GIVEN PASSAGE:
The Baltimore tradition of arabbers (pronounced: A-rabbers) dates back shortly after the city’s founding in 1729 and today’s closely knit group of arabbers are the last door-to-door food merchants in urban America. (Courtesy photo)

By PK Semler
Special to The AFRO

Baltimore’s iconic arabbers, a multigenerational group of city natives who use horse drawn carts to bring fresh produce and fish to the city’s most deprived communities, have been tackling for decades one of the key aspects of the city’s food desert syndrome: lack of transportation.

A key element of the seminal 2015 Johns Hopkins University’s Baltimore food desert study is the definition of the term: any neighborhood where at least 40% of residents lack private transportation and live at least a ¼ mile from a supermarket.

The Baltimore tradition of arabbers (pronounced: A-rabbers) dates back shortly after the city’s founding in 1729 and today’s closely knit group of arabbers are the last door-to-door food merchants in urban America.

Referring expression data
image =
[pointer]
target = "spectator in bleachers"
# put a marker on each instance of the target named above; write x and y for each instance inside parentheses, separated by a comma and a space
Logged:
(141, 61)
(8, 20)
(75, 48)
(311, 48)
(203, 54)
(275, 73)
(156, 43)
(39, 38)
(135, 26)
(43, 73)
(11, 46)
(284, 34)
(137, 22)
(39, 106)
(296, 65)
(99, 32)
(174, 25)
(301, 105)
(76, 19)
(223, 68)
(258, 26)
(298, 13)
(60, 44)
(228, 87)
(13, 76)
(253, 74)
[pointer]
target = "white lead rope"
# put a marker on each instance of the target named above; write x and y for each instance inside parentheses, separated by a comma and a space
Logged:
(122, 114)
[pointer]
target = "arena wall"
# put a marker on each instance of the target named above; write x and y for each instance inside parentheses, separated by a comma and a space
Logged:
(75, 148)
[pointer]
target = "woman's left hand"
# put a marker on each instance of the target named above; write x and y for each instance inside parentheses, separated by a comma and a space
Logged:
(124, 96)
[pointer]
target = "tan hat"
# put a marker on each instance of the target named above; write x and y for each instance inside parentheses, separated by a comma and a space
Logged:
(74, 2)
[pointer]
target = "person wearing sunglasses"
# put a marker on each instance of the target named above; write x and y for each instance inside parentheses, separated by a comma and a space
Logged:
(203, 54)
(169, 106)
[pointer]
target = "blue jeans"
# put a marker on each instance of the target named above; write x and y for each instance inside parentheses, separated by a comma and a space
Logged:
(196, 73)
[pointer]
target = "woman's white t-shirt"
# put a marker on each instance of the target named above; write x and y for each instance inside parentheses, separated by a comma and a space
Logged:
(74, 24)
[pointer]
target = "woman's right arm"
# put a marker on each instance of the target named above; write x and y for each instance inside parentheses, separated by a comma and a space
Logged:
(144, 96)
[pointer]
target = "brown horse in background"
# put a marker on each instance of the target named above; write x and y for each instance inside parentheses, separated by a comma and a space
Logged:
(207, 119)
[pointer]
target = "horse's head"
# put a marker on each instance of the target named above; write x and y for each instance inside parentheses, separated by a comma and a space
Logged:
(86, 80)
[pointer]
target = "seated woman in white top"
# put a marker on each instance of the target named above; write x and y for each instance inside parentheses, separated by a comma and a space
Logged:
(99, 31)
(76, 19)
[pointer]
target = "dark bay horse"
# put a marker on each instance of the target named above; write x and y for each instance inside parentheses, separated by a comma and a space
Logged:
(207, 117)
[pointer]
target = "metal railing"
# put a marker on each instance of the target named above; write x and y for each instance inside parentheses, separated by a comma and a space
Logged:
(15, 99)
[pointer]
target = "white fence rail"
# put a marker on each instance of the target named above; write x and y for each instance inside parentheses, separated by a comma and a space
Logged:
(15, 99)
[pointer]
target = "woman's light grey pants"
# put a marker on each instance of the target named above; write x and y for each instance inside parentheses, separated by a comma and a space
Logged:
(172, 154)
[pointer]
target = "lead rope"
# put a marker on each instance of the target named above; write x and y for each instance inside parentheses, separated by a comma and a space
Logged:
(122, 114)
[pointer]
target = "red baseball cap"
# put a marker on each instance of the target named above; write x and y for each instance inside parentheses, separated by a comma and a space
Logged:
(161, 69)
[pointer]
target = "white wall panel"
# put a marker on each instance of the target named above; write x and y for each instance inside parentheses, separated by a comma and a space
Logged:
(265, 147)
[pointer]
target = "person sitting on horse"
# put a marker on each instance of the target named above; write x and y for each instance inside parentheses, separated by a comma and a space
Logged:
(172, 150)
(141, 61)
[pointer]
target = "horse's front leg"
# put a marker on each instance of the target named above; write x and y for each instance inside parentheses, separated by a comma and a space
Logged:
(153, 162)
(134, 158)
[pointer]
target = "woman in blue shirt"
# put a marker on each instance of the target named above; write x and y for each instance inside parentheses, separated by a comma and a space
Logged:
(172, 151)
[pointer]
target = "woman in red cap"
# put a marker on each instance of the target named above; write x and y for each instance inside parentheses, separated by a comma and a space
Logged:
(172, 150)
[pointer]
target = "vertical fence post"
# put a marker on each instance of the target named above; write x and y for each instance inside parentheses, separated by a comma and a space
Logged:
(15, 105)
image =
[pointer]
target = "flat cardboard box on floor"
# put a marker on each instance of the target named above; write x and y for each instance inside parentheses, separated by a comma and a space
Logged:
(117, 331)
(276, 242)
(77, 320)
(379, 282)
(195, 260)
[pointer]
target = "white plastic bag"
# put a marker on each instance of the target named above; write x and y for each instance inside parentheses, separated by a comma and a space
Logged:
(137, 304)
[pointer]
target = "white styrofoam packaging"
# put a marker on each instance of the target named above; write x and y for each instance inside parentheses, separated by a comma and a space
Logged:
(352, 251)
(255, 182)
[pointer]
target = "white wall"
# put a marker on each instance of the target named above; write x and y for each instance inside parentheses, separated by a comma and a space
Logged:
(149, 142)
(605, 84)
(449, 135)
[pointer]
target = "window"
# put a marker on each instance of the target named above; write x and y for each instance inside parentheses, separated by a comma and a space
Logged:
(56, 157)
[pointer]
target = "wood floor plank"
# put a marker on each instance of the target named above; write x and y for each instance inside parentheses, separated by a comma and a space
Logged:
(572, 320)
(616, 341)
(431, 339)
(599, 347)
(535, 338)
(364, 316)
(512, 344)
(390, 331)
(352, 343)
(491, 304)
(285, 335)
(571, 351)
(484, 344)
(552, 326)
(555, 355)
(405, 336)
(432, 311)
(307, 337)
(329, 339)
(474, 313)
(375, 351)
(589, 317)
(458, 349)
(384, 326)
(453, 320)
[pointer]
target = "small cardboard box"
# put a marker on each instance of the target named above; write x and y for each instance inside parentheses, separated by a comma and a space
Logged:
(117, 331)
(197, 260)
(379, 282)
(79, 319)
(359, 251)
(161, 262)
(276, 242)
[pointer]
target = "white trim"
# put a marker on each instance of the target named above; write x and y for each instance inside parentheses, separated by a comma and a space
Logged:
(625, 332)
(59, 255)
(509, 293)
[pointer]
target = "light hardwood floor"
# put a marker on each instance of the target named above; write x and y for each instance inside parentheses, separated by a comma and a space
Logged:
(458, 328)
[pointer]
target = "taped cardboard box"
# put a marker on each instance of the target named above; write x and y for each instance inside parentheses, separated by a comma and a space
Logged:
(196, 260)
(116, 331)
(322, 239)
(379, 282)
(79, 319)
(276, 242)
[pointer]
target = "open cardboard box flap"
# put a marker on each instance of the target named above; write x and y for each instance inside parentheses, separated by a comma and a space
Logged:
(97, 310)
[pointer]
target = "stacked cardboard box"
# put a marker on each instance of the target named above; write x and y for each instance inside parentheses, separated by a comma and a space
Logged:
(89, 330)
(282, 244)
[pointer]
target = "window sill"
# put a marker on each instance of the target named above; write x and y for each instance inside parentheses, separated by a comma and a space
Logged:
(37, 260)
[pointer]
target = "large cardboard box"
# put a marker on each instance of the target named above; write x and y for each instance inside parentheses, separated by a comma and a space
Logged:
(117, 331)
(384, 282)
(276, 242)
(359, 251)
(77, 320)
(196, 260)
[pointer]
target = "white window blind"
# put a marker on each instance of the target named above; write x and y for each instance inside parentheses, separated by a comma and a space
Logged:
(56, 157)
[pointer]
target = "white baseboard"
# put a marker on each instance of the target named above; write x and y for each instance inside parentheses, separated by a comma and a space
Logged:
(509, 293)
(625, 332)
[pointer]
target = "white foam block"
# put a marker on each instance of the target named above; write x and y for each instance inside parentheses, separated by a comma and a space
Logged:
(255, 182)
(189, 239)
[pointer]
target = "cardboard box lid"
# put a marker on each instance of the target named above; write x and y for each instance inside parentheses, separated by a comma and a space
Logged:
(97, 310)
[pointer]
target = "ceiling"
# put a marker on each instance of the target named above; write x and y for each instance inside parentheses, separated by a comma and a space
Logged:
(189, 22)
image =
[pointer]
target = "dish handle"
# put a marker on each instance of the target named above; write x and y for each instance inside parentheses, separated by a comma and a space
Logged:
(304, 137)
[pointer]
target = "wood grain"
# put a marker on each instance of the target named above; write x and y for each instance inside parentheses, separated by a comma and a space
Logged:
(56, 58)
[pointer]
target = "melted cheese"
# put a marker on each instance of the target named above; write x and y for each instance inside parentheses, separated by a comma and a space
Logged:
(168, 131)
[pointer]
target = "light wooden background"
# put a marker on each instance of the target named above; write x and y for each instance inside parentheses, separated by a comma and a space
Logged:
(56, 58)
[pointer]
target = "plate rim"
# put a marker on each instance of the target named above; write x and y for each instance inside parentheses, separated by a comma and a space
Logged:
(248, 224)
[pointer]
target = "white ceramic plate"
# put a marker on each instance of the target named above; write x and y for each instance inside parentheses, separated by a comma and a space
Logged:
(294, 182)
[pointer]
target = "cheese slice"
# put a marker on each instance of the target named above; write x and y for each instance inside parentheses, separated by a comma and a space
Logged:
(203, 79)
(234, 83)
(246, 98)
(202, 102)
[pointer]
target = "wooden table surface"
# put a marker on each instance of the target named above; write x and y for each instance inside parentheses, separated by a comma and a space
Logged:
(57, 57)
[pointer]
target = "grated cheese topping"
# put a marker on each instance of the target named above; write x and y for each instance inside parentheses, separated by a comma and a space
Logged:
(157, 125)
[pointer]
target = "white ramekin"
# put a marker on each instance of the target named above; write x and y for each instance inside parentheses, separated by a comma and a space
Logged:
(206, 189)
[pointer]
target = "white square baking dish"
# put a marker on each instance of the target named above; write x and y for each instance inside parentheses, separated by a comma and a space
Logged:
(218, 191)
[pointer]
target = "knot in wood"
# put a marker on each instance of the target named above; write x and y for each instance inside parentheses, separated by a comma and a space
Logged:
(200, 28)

TASKS TO COMPLETE:
1/ In the article on Baltimore's arabbers, set down verbatim the passage starting at "A key element" and ending at "from a supermarket.".
2/ Which numeric figures appear in the article on Baltimore's arabbers? List each distinct one once.

SOLUTIONS BELOW:
1/
A key element of the seminal 2015 Johns Hopkins University’s Baltimore food desert study is the definition of the term: any neighborhood where at least 40% of residents lack private transportation and live at least a ¼ mile from a supermarket.

2/
1729
2015
40%
¼